Reproduce only the lines that run from the line with "[locate] green shrub" to the last line of the material, both ends included, exactly as they appear.

┌─ Entries provided

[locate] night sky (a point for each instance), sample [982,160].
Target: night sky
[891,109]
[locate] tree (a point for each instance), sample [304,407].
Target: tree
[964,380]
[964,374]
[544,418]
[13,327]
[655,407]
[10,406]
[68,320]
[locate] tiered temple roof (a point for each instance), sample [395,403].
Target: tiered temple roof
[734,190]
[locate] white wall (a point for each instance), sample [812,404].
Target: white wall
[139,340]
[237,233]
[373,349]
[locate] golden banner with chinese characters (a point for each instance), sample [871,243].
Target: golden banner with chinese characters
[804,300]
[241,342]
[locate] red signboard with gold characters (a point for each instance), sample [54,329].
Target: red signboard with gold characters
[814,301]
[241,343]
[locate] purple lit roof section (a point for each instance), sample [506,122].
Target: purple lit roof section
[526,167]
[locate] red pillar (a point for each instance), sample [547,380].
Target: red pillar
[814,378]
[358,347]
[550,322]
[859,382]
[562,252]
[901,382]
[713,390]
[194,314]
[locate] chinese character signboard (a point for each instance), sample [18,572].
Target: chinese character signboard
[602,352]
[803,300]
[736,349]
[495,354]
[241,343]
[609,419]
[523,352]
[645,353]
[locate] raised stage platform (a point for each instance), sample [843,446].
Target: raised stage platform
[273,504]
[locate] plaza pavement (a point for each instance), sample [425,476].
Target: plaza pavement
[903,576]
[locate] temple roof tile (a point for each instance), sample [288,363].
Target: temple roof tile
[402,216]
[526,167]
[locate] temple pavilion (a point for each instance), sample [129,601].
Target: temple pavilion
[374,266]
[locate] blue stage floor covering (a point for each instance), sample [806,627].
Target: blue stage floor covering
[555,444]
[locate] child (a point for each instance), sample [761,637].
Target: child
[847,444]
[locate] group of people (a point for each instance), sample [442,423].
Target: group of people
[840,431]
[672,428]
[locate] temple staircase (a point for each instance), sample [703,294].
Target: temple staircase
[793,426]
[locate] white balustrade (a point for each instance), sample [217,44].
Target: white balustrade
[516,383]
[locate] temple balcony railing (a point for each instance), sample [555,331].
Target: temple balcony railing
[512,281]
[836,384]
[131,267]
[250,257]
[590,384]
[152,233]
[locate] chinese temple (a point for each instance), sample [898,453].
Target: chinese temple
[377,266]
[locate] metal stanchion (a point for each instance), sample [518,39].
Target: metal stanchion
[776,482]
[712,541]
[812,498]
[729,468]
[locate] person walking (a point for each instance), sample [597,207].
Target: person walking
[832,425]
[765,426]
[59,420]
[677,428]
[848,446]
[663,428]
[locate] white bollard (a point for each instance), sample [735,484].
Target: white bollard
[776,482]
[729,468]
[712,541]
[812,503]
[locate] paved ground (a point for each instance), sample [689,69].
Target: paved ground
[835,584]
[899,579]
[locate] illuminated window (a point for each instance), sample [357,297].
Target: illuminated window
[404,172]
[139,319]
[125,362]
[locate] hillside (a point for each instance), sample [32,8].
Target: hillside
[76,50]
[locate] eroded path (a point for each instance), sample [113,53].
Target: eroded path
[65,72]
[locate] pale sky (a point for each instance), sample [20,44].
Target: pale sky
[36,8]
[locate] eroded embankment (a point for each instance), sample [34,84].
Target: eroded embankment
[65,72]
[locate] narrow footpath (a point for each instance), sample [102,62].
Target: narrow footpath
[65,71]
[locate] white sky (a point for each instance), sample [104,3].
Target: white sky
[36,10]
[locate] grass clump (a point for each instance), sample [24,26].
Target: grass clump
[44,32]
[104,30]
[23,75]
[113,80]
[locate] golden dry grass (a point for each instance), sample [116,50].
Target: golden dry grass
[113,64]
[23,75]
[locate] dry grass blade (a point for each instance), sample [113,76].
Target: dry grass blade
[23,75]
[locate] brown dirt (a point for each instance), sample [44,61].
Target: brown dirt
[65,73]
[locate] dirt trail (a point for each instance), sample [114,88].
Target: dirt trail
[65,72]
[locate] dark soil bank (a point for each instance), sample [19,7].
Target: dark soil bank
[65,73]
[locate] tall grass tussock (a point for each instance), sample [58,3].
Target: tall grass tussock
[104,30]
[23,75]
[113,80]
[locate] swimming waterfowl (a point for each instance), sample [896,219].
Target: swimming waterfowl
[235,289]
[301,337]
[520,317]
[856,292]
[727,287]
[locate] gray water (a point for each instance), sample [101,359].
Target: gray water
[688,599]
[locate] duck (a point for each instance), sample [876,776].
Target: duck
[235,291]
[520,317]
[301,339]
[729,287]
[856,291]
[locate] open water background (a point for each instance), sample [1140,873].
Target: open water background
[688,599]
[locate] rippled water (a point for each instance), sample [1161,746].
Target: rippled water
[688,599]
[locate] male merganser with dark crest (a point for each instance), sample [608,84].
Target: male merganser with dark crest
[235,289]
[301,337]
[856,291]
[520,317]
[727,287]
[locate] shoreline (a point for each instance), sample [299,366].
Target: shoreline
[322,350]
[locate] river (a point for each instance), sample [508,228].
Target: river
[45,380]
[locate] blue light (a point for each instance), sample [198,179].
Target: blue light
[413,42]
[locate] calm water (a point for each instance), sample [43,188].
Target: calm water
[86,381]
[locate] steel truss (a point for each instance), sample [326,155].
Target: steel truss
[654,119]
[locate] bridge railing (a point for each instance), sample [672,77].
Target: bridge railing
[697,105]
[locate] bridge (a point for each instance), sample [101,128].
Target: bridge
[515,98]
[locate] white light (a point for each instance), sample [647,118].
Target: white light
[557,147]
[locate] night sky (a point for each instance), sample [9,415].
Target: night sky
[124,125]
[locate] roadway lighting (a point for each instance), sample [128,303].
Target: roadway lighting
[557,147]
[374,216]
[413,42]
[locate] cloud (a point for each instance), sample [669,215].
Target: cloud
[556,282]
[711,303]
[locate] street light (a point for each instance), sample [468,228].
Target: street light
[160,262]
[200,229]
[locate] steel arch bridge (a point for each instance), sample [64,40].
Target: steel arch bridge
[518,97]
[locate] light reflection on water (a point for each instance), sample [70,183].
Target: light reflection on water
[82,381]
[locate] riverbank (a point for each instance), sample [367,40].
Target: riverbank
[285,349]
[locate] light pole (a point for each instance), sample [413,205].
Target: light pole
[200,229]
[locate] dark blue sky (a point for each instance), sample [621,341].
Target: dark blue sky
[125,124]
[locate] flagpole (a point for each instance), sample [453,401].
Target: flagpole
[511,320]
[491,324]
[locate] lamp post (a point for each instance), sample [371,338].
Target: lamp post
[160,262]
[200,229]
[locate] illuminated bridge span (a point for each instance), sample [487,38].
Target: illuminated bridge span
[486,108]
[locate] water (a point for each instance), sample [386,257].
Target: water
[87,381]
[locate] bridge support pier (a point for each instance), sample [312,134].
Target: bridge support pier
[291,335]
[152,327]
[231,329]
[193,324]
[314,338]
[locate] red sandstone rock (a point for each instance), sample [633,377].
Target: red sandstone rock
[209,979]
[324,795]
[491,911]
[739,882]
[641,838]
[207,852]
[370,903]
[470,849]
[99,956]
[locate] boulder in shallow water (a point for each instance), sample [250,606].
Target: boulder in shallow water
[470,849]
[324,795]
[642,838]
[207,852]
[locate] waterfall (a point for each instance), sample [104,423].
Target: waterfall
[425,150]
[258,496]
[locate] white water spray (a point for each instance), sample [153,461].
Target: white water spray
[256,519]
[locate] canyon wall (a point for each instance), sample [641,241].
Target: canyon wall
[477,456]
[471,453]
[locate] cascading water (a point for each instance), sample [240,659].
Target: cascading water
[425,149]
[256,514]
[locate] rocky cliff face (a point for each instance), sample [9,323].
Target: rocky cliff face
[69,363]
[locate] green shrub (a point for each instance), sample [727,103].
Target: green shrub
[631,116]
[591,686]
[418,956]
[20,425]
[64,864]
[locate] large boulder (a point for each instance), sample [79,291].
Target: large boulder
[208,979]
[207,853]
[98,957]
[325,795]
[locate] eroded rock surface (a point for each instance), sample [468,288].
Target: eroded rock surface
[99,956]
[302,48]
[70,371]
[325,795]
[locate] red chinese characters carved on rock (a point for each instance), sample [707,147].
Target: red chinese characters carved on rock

└─

The answer –
[locate] green shrub (a point for each instance), sample [727,103].
Target: green shrub
[631,116]
[591,686]
[418,956]
[20,425]
[64,864]
[locate] large boulder (a point for each instance), sample [79,291].
Target: large boulder
[208,979]
[207,853]
[98,957]
[325,795]
[locate] eroded rock surface (a point for each instance), sample [468,288].
Target: eroded rock surface
[99,956]
[302,48]
[70,371]
[325,795]
[locate] red chinese characters carved on rock (a point for each instance), sample [707,147].
Target: red chinese characters carved on rock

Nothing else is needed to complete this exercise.